**Sobre a tarefa**
Continue o texto sobre a licitação como regra, logo abaixo, a partir do ponto em que ele termina.

─── Artigo

Se há indagação, há dúvida. Mas qual seria o motivo da eventual dúvida? A primeira impressão que ocorre é que a dúvida residiria apenas no autor do texto, pois ele mesmo admite que a doutrina vê a questão de forma pacífica. É evidente que não é esse o problema. Afirmo, desde logo, que não tenho nenhuma dúvida quanto ao fato de ser a licitação a regra. Se essa não é a dúvida, por que a indagação inicial? A resposta é simples: são os números divulgados pelo próprio Governo Federal. Os números ou os dados, oficialmente divulgados, revelam algo bastante sério e que precisa ser avaliado. Os referidos dados foram utilizados num texto de autoria da Dra. Renata Vilhena, Secretária-Adjunta de Logística e Tecnologia da Informação do Ministério do Planejamento, Orçamento e Gestão, sobre a modalidade pregão.1

É conveniente que se diga que a pesquisa que será feita tem o condão de analisar a questão sob o ponto de vista, exclusivamente, jurídico. Não se trata de nenhuma crítica ao próprio Governo, até porque os dados, embora pertinentes à Administração federal, refletem a situação das outras esferas de Governo. Em muitas delas, principalmente municípios, a situação é ainda mais séria. A diferença é que a Administração federal produz dados estatísticos e os divulga, o que é elogiável, e as demais esferas não os produzem e, se os produzem, não os divulgam, o que é lamentável.

──────
─── Linhas de dados

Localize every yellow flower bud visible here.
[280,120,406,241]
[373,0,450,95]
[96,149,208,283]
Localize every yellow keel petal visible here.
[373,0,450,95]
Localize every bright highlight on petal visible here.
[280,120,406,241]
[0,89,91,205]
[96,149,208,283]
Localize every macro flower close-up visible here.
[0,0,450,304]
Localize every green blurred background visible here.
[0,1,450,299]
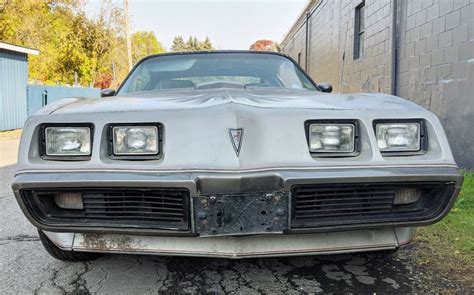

──────

**Sua resposta**
2.3. Que dever consubstancia a licitação?

O Estado tem necessidades, como toda e qualquer pessoa. Para satisfazer as suas necessidades o Poder Público dispõe de duas formas básicas: a) reunir todos os recursos humanos, materiais, instrumentais, tecnológicos, etc., e realizar ele mesmo o que deseja (obra, serviço ou produção de bens), ou b) contratar um particular para realizar ou fornecer o que necessita. Na primeira hipótese, diz-se que a execução é direta; na segunda, a execução é dita indireta. É indireta porque o interesse público é satisfeito através de um particular, já que a Administração não dispõe de pessoas e meios materiais para executar a obra, o serviço ou fabricar o bem que deseja.

A seleção desse particular é livre? Em outras palavras, a autoridade administrativa tem liberdade para escolher...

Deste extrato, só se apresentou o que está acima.